The records below are to be reproduced exactly, with the pictures left out.

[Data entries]

=== Section Start ===

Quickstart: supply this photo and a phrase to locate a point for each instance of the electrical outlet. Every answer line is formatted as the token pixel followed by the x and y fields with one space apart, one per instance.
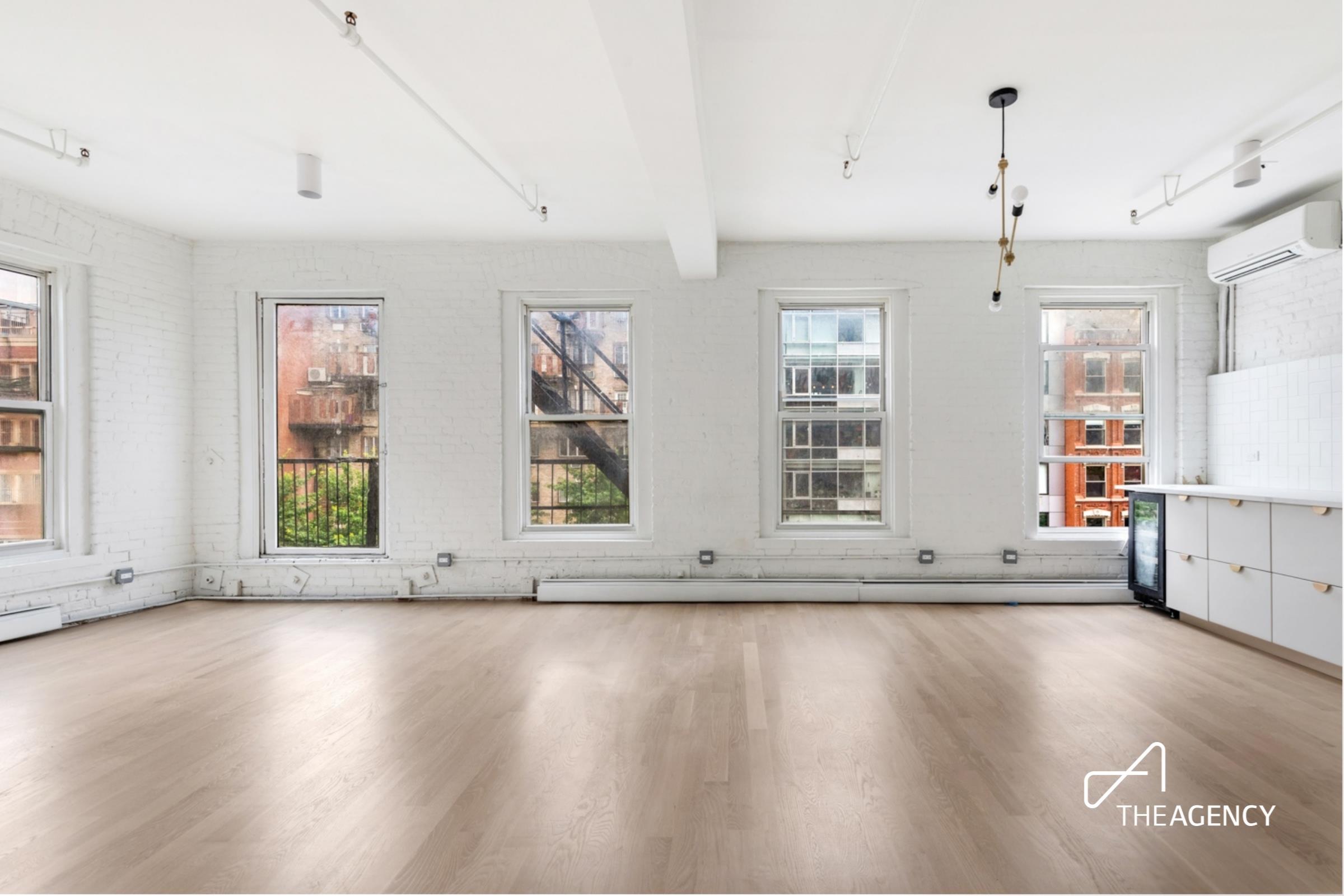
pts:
pixel 210 581
pixel 293 581
pixel 422 577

=== Section End ===

_Response to this task:_
Quickstart: supply this photo and a phrase to locate a point for each instance of the electrical outlet. Every answer line is formatted as the token pixel followed by the x and y fields with one space apart, one per instance.
pts:
pixel 210 581
pixel 293 581
pixel 422 577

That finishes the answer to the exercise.